** START OF Record set **
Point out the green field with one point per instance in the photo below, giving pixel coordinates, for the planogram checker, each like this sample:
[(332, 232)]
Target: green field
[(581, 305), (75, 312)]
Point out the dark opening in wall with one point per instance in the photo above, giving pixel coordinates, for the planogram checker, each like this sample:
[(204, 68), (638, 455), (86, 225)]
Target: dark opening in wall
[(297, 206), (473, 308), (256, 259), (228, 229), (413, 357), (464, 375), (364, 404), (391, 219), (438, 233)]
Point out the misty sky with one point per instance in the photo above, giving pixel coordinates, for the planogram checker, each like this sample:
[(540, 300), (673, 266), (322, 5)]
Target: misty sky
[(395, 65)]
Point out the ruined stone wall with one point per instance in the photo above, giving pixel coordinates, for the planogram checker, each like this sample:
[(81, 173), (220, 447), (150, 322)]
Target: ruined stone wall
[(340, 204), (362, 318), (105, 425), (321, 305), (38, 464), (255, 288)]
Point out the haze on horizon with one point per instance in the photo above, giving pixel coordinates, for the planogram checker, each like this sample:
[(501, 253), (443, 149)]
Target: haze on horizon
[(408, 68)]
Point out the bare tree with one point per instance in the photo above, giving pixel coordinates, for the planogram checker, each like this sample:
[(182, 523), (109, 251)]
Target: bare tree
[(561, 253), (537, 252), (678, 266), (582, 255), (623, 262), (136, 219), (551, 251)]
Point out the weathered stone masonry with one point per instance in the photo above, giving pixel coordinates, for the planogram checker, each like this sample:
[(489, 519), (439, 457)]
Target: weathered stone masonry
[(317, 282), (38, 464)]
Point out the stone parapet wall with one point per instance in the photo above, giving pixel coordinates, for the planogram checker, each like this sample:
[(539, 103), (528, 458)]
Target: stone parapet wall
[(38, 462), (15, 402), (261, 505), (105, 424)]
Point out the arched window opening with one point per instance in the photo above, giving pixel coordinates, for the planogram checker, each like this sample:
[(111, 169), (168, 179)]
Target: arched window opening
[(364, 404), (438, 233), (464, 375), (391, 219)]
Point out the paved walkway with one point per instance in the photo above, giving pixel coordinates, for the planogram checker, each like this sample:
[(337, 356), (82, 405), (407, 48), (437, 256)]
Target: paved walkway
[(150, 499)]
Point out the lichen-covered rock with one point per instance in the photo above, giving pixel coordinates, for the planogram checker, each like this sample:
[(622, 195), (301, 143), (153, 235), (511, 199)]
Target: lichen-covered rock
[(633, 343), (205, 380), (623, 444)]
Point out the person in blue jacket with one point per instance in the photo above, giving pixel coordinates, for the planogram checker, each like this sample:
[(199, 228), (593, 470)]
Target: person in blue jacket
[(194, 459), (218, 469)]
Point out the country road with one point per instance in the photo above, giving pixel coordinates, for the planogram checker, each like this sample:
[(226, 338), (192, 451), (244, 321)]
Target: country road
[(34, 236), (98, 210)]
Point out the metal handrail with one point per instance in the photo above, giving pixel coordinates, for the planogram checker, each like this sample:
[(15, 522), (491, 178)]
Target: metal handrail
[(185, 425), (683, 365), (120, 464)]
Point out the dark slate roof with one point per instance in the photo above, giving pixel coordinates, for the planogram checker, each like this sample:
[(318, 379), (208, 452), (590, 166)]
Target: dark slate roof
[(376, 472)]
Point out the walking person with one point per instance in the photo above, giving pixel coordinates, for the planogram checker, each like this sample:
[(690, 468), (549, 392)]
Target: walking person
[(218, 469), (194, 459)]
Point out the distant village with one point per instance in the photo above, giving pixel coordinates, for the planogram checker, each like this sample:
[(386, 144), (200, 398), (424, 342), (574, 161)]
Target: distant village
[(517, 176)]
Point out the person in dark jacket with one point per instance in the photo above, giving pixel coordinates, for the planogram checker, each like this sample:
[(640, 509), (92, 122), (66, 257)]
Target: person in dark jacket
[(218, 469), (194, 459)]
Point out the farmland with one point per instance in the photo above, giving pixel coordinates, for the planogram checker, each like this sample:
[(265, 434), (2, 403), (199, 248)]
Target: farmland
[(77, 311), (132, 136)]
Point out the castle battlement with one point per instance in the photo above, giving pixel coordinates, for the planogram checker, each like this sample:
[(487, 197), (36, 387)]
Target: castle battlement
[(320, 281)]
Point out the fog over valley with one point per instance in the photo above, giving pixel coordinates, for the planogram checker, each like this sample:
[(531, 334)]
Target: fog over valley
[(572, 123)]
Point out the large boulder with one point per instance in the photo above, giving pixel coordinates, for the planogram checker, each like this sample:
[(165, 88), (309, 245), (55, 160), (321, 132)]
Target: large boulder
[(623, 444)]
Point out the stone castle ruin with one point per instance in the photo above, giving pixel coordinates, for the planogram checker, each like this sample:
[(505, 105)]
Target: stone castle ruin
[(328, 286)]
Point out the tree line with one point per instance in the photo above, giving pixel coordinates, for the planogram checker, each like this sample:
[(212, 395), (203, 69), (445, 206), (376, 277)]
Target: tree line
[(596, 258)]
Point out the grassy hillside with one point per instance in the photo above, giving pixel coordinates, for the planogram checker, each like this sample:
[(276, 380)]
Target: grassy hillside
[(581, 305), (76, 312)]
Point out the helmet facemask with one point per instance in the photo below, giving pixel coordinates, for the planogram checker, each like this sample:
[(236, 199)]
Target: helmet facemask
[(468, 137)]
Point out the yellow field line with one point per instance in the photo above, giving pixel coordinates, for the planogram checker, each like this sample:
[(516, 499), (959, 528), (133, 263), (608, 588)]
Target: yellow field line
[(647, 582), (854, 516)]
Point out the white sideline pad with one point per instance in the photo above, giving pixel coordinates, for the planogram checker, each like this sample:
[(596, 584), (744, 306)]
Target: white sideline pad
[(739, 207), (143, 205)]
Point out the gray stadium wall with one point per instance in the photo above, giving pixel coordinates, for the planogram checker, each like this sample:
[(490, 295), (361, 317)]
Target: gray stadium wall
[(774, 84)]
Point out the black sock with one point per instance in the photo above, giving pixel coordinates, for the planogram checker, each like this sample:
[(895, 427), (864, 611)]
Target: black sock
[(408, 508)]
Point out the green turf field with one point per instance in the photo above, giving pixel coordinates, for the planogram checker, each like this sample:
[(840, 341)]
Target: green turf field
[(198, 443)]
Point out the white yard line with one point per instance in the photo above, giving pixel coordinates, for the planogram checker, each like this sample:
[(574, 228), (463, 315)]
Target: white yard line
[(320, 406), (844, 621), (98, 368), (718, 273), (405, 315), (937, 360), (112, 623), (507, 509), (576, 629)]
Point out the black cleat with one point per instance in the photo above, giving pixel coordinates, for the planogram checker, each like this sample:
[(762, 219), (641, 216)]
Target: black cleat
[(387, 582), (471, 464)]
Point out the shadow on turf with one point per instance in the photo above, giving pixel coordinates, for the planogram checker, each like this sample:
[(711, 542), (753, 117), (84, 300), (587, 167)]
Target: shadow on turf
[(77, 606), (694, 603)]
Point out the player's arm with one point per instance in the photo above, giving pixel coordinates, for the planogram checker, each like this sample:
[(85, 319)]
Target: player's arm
** END OF Record set **
## Task requirements
Produce an exact repeat of the lines from the one containing "Point out the gray" through the last line of the data, and nothing more.

## Exercise answer
Point out the gray stadium wall with one point per instance in the photo above, giving pixel coordinates, for the planogram checker, each like this sample:
[(490, 295), (361, 317)]
Target: gray stadium wall
[(774, 84)]
Point out the black sock with one point per instance in the photo above, giving pixel coordinates, for the planogram checker, each like this sample:
[(895, 427), (864, 611)]
Target: black sock
[(408, 508)]
Point out the green turf field with one point per instance in the photo above, giving pixel coordinates, for the planogram checker, each like this sample:
[(840, 341)]
Target: green turf field
[(198, 443)]
Point out the white yard line with one point per instance in the photo above, giving pixel coordinates, for the planogram checker, each like this sample:
[(574, 228), (463, 315)]
Target: white yard line
[(320, 406), (844, 621), (98, 368), (718, 273), (405, 315), (937, 360), (112, 623), (507, 509), (576, 629)]
Point out the black cleat with one point per instance in the photo above, giving pixel coordinates, for the planogram checker, each like this sample:
[(762, 219), (641, 216)]
Target: black cleat
[(387, 582), (471, 464)]
Point out the shadow on turf with one point per instance in the photo above, giving pixel coordinates, for the planogram checker, each like this sample:
[(711, 542), (753, 117), (84, 300), (587, 167)]
Target: shadow on turf
[(77, 606), (694, 603)]
Point out the player's arm with one point per instance in the photo above, giving pixel coordinates, for the planogram checker, each like this sample:
[(85, 319)]
Target: player's arm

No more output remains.